* _Texto fuente_:
↓
Por encima de cualquier especulación acerca de los ataques terroristas a los Estados Unidos, debemos reflexionar, especialmente porque también estamos en guerra contra las fuerzas espirituales del mal.
El sol del 11 de septiembre de 1991 despertó a la población de los Estados Unidos para llevar a cabo la rutina de siempre. De repente, el estupor envolvió al mundo, sorprendió a millones e intimidó a muchos que participaron directamente de esa situación, no sólo alterando el desarrollo normal de las actividades habituales sino también produciendo una eclosión generalizada de ciertas realidades sociopolíticas.
Ciertamente es siniestra la inteligencia que se puso al servicio de un execrable genocidio, cuyas imprevisibles consecuencias las está experimentando toda la sociedad humana. Esto se realizó en virtud del hecho de que las torres gemelas de Nueva York eran un símbolo del poder financiero que hacía de esa ciudad la capital económica del mundo. Y en cuanto al Pentágono de Washington, es la capital del aparato militar y la inteligencia estratégica supuestamente más poderosos del planeta.
↑
* _Datos sin procesar_:
↓
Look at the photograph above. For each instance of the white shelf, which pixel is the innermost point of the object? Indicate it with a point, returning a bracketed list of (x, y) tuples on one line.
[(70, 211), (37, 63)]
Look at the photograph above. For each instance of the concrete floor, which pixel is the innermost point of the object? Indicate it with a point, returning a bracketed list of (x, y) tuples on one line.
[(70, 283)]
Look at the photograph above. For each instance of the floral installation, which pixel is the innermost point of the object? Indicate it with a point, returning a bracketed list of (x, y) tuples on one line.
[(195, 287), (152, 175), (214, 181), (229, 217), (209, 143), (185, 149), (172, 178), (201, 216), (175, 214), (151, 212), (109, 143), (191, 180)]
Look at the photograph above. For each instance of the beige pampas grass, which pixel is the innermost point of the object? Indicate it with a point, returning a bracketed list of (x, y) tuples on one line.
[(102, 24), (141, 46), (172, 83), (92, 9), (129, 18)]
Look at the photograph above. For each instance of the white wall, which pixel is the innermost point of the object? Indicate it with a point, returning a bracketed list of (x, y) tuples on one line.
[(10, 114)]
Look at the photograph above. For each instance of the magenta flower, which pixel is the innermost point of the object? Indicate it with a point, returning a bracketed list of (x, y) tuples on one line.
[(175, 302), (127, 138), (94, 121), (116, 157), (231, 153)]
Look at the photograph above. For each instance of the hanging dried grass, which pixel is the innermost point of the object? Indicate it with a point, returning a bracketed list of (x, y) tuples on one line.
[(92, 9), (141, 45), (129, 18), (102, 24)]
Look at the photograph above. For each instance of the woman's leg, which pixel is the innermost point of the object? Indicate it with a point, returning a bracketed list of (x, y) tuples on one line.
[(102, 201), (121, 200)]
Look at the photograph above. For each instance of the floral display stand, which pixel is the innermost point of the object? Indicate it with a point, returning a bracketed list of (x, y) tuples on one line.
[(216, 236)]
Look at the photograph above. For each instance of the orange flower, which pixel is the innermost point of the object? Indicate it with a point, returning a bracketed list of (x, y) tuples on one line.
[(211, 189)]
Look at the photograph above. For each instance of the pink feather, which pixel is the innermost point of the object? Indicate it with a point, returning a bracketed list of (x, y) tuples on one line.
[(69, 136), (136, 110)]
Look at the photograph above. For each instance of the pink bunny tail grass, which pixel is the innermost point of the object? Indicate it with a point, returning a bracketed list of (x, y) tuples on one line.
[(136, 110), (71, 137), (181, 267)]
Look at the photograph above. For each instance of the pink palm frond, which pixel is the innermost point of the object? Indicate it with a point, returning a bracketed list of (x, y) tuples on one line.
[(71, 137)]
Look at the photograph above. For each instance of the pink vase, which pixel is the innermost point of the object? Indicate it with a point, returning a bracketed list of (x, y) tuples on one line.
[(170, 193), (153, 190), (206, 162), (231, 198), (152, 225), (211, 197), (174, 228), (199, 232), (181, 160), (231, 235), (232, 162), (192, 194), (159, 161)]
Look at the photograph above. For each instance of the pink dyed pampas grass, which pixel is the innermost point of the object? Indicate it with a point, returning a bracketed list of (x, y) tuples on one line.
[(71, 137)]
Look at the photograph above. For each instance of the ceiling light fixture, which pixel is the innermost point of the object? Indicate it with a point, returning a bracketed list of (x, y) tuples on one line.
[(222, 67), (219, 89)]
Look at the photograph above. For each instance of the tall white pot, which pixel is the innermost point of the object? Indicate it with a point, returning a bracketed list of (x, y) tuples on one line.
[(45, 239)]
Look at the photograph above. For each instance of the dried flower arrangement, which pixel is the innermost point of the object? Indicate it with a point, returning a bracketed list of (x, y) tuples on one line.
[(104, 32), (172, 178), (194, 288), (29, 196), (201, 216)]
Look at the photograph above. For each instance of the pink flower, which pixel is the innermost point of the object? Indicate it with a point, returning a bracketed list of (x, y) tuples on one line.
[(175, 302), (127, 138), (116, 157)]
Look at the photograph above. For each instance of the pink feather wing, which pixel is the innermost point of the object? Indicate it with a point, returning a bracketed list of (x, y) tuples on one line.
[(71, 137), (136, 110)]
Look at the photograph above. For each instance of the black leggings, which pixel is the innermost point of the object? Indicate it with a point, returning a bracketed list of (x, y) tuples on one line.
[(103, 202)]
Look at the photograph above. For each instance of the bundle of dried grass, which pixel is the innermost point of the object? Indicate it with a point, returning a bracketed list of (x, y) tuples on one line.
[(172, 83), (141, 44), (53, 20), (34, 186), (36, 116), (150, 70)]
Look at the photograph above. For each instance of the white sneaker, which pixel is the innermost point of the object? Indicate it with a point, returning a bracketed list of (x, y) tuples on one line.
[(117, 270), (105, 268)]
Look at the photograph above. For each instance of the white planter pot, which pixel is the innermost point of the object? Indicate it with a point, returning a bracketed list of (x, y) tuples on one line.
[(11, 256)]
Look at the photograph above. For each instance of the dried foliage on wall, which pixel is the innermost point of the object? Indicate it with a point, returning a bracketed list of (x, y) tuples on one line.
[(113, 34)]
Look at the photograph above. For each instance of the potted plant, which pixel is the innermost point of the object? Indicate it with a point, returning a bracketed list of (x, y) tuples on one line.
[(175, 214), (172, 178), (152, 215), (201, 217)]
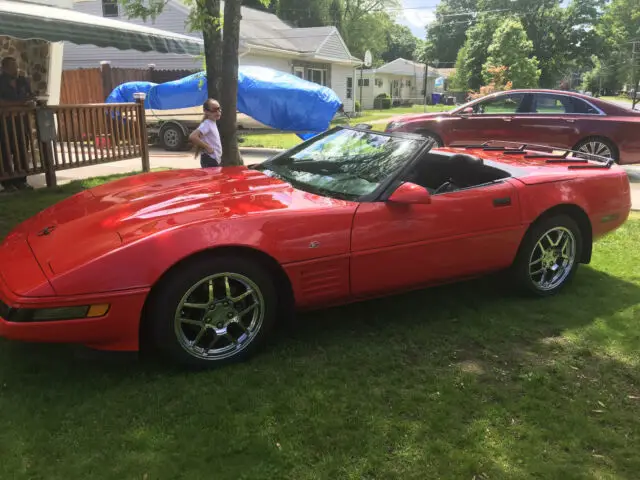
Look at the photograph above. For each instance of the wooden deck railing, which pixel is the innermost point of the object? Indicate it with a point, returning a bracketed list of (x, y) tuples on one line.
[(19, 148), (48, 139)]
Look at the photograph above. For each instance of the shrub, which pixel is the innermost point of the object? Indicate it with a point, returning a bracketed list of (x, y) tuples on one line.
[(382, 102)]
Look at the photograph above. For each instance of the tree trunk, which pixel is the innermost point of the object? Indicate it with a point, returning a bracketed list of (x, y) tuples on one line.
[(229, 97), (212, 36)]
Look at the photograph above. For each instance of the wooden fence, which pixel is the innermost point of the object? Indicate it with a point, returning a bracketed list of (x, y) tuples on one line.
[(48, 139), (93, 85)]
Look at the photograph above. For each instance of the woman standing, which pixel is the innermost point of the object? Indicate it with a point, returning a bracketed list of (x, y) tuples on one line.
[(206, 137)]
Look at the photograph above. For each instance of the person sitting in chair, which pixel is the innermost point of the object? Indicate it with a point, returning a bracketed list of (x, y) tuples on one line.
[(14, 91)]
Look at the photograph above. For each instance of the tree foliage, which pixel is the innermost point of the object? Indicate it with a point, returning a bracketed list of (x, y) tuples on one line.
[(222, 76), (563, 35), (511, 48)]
↑
↓
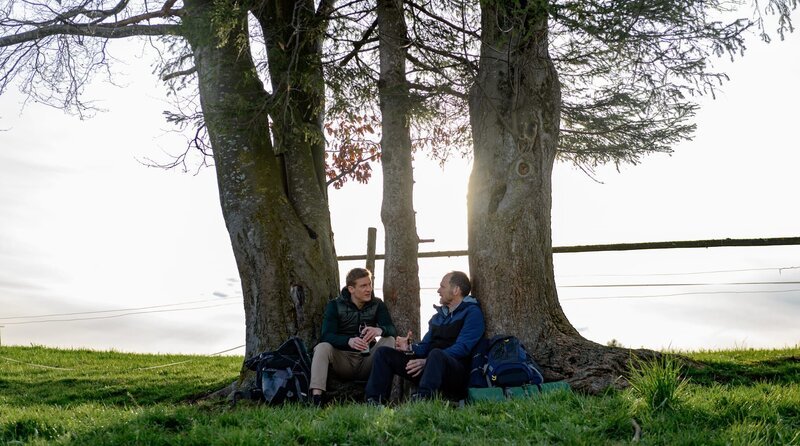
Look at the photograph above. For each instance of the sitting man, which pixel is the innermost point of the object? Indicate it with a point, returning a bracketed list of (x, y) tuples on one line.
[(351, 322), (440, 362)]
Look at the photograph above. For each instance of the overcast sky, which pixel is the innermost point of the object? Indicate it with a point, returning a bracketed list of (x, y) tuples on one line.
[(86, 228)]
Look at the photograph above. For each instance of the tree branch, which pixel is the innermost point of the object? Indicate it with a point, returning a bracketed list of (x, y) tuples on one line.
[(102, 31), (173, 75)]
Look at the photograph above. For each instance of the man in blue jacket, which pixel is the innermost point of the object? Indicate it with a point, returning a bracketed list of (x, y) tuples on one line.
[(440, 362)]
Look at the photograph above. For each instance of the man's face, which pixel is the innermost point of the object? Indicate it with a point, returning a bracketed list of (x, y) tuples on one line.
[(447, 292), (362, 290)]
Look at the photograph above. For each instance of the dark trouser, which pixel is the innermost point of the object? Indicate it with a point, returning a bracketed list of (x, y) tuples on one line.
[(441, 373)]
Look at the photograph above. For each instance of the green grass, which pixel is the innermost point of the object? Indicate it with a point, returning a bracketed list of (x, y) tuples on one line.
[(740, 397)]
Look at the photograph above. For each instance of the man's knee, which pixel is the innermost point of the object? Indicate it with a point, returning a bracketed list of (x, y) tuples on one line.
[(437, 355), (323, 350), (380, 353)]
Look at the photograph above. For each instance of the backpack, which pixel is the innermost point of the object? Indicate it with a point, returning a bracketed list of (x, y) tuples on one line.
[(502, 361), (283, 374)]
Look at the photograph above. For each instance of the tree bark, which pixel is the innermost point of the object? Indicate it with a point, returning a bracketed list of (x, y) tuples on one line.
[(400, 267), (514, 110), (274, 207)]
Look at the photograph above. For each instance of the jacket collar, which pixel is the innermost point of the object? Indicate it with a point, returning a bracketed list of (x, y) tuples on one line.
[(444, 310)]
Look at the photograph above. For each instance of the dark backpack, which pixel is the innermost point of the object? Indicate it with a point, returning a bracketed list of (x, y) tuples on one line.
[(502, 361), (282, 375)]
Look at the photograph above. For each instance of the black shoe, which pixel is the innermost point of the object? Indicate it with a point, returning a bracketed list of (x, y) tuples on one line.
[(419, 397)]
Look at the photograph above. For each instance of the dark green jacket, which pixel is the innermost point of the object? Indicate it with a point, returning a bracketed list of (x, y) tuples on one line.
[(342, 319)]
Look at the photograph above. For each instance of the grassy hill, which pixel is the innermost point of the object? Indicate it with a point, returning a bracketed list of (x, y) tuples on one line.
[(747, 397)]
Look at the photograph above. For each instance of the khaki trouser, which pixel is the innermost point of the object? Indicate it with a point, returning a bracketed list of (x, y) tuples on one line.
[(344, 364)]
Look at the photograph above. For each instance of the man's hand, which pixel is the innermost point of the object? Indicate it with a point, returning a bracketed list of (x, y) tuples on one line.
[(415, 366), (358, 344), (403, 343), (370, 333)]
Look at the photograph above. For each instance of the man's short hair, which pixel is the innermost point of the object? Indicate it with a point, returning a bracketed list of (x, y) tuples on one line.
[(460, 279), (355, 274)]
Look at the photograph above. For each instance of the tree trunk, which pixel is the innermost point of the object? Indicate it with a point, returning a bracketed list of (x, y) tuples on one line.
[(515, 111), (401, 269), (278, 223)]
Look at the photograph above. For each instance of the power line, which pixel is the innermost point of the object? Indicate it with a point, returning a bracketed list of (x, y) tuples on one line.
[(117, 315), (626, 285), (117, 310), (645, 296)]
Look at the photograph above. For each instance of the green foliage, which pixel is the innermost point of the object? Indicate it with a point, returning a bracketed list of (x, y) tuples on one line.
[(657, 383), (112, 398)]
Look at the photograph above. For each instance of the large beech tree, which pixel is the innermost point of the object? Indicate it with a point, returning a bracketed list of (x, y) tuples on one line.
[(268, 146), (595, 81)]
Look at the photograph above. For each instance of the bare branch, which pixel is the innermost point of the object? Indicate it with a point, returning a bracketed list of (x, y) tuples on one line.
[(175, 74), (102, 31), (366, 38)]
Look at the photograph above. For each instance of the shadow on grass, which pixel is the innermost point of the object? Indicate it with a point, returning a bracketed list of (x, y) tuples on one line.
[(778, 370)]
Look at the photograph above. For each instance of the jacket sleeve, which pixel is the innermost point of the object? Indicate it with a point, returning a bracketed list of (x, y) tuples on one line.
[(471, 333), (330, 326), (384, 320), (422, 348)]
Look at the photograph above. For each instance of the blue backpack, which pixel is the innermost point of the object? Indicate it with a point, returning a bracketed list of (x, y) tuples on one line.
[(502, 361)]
↑
* _Enunciado 1_:
Responde estas preguntas sobre el texto de los atentados en Estados Unidos:
(a) ¿Contra qué fuerzas dice el texto que también estamos en guerra?
(b) ¿De qué eran símbolo las torres gemelas de Nueva York?
(c) ¿De qué es capital el Pentágono de Washington?
* _Enunciado 2_:
Retoma el texto de los atentados en Estados Unidos y sigue escribiéndolo a partir de su última frase.
Para resolver esto no hace falta mirar los registros.

* _Solución 1_:
(a) Contra las fuerzas espirituales del mal.
(b) Del poder financiero que hacía de Nueva York la capital económica del mundo.
(c) Del aparato militar y la inteligencia estratégica supuestamente más poderosos del planeta.

* _Solución 2_:
Con el ataque a esos objetivos, los analistas concuerdan en que, después de lo que sucedió el 11 de septiembre, los Estados Unidos y por consiguiente el mundo entero jamás volverán a ser lo que eran a las 8:45 de aquel día. Esa noción y lo que percibió el apóstol Juan en sus visiones del Apocalipsis, nos permiten deducir que se está aproximando la hora cuando ese otro poder que aparece en el escenario profético de Apocalipsis 13, con cuernos semejantes a los de un cordero, comenzara a rugir como dragón. Esta declaración se basa en las afirmaciones del presidente George W. Bush y de su secretario de Estado Colín Powell, que son sumamente conocidas.
Pero, de todo lo que sucedió en Nueva York y en Washington, ¿habría alguna lección que necesitamos aprender como pastores de la Iglesia Adventista? La respuesta es sí. En especial si recordamos que también estamos en conflicto constante con las fuerzas espirituales del mal.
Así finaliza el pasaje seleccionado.